[[ PASSAGE, beginning ]]
Women realize that “it’s not just about peace negotiations. It’s about what sustains peace,” she said. “It’s about livelihoods, nutrition, about the things that keep families together and keep us alive.”
Her one regret, said McWilliams: “If I could go back, I would make many of these things a guarantee rather than an aspiration, and one of those was about victims of the conflict and how we would deal with the legacy.”
In fact, the British government is backtracking on some of the aspects of the Good Friday agreement, among them closing access to legal remedies for victims in Troubles-related cases.
“We’re having to work as hard 25 years later as the day when we got up from the peace table,” McWilliams told the group.
The Northern Ireland Women’s Coalition, which has since disbanded, was started to fill an obvious need by McWilliams and several other women active in peacebuilding in the war-torn communities in the six counties within six weeks after peace talks were declared. “We asked the leading political parties would there be women in their delegations and they never answered our letters,” she said. They couldn’t get either British or Irish governments to respond either, “so we rolled up our sleeves and decided to do it ourselves.”
They were not taken seriously at the time. She quoted Peter Robinson, a member of the Democratic Unionist Party who became First Minister after the Peace Agreement was signed: “The Irish woman in the past has seen herself in very much support of her man. As far as those individuals I have seen in the women’s coalition they haven’t been at the forefront of the battle when shots were being fired or when the constitution of Northern Ireland was in peril. They are not representative of the decent Ulster women that I speak to. Women should leave politics and leadership alone.”
“So if that didn’t spur us on, I don’t know what would,” she said to laughter. (She has since worked closely with Robinson on several issues.)
The women did earn some respect from their colleagues because they kept open “backdoor channels” to groups such as Sinn Fein after the political arm of the IRA was barred temporarily from the talks. In fact, the women were ultimately able to bring Sinn Fein back to the table to add an important voice to the proceedings.
Twenty-five years after the Agreement, women seem to be inching out of footnote territory. Historians now acknowledge the role they played in keeping the talks inclusive and, because of their relationships with disparate groups in the community, their success in helping to bring about approval of the peace agreement which was put to a referendum.
[[ PASSAGE, end ]]
[[ COLLECTED DATA, beginning ]]
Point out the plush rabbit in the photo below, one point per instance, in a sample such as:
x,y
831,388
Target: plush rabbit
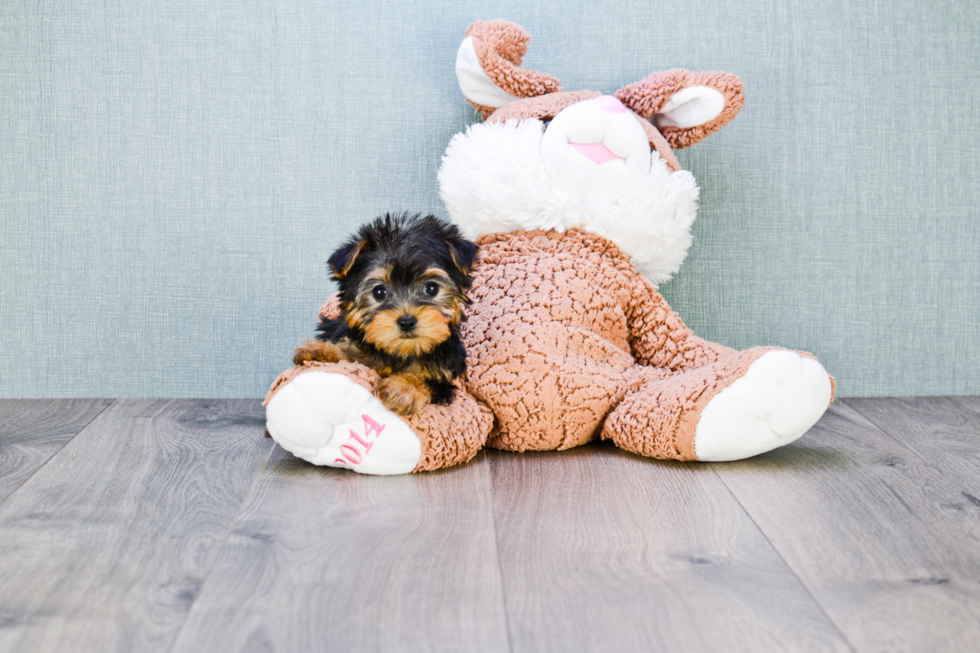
[[ COLLECTED DATA, end ]]
## WHAT THIS EXERCISE ASKS
- A) Summarize the passage in two sentences.
- B) Answer these questions using the passage:
(i) Whom did the women first ask whether there would be women in their delegations?
(ii) Which political party was Peter Robinson a member of?
(iii) How was the peace agreement put forward for approval?
- C) Reproduce the passage word for word, starting with "Her one regret, said" and going on through "in Troubles-related cases.".

## ANSWERS TO THE TASKS
- A) McWilliams and several other women started the Northern Ireland Women's Coalition after the leading political parties and the British and Irish governments failed to answer whether women would be in their delegations. Though not taken seriously at the time, the women earned some respect by keeping backdoor channels open to Sinn Fein, and historians now acknowledge their role in keeping the talks inclusive and helping win approval of the agreement in a referendum.

- B)
(i) The leading political parties
(ii) The Democratic Unionist Party
(iii) It was put to a referendum.

- C)
Her one regret, said McWilliams: “If I could go back, I would make many of these things a guarantee rather than an aspiration, and one of those was about victims of the conflict and how we would deal with the legacy.”
In fact, the British government is backtracking on some of the aspects of the Good Friday agreement, among them closing access to legal remedies for victims in Troubles-related cases.